Given exercise:
Lay out every line of the rows below as a JSON list of strings, one string per line, and leave out any blank lines.

Supplied records:
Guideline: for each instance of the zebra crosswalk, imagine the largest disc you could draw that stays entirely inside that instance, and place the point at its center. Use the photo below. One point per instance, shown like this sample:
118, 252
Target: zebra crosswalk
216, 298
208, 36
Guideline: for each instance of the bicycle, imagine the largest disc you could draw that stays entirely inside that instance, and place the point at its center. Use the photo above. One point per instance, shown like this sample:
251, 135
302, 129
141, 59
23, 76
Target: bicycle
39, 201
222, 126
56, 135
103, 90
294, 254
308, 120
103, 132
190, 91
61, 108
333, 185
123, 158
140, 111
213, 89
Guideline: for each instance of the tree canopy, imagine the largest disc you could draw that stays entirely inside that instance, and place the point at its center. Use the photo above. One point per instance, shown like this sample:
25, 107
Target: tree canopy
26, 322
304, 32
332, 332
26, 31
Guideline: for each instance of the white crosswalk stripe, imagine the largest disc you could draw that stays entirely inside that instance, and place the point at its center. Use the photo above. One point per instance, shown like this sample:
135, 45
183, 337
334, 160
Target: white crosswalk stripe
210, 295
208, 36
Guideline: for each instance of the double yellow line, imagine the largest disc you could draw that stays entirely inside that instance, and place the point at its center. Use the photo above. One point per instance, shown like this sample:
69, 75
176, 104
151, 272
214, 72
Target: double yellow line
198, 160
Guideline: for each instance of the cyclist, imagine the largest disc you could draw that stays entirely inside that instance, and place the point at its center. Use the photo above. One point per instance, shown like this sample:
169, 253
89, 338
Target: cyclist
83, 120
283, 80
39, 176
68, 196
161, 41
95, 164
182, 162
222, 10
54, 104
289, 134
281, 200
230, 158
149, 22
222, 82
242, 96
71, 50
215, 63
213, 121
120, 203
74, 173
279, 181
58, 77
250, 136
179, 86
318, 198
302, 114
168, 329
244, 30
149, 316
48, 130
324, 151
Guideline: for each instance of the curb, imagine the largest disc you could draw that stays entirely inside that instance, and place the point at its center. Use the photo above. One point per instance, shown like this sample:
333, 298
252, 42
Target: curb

Result for this task:
[
  "Guideline: for each instance of the zebra crosswalk, imagine the largest disc you could draw that stays entirely inside that instance, and place the point at its center. Use the photo below. One point per instance, shown like this sample:",
  "118, 252",
  "Target: zebra crosswalk",
  "216, 298",
  "208, 36",
  "Guideline: for each instance of the bicycle, imagine the largest disc you could draw that stays entirely inside that instance, and place the point at its center. Use the photo above. One point per instance, shown like this sample:",
  "251, 135",
  "302, 129",
  "141, 59",
  "23, 76",
  "Target: bicycle",
  "39, 201",
  "222, 126",
  "56, 135",
  "103, 90",
  "294, 254",
  "308, 120",
  "103, 132",
  "190, 91",
  "61, 108",
  "333, 185",
  "123, 158",
  "140, 111",
  "213, 89",
  "Guideline: for each instance of the tree canopy, imagine the largest disc you could draw that stays entirely inside that instance, and place the point at its center. Use the photo above. One point per instance, shown like this sample:",
  "25, 107",
  "Target: tree canopy",
  "26, 322",
  "304, 32",
  "332, 332",
  "26, 31",
  "Guideline: for each instance of the white crosswalk stripe, imagine the largest disc you could draw that stays entirely inside that instance, and place the point at its center. Use the photo above. One point per instance, shown like this sample:",
  "135, 45",
  "183, 337",
  "334, 160",
  "Target: white crosswalk stripe",
  "210, 295",
  "208, 36",
  "Guideline: for each instance of the double yellow line, imagine the largest disc you could draw that stays entirely inside that instance, and place the point at its center. Use the photo above. One point per instance, shown like this sample:",
  "69, 75",
  "176, 104",
  "151, 272",
  "214, 72",
  "Target: double yellow line",
  "198, 160",
  "Guideline: for each instance of the cyclist, imagine the largest disc you could draw that stays entirely inside that instance, and place the point at its center. Use the photo above. One point per instance, shown like this sample:",
  "169, 253",
  "89, 338",
  "Target: cyclist",
  "83, 120",
  "283, 80",
  "39, 176",
  "68, 196",
  "161, 41",
  "95, 164",
  "182, 162",
  "222, 10",
  "54, 104",
  "289, 134",
  "281, 200",
  "230, 158",
  "149, 22",
  "222, 82",
  "242, 96",
  "71, 50",
  "215, 63",
  "213, 121",
  "120, 203",
  "74, 173",
  "279, 181",
  "58, 77",
  "250, 136",
  "179, 86",
  "318, 198",
  "302, 114",
  "168, 329",
  "244, 30",
  "149, 316",
  "48, 130",
  "324, 151",
  "Guideline: for each instance of the curb, imagine the largest disc you could draw that stays entirely inside that instance, and place the point at its center. Use the photo above. One point per instance, shown like this sample:",
  "333, 298",
  "252, 42",
  "Target: curb"
]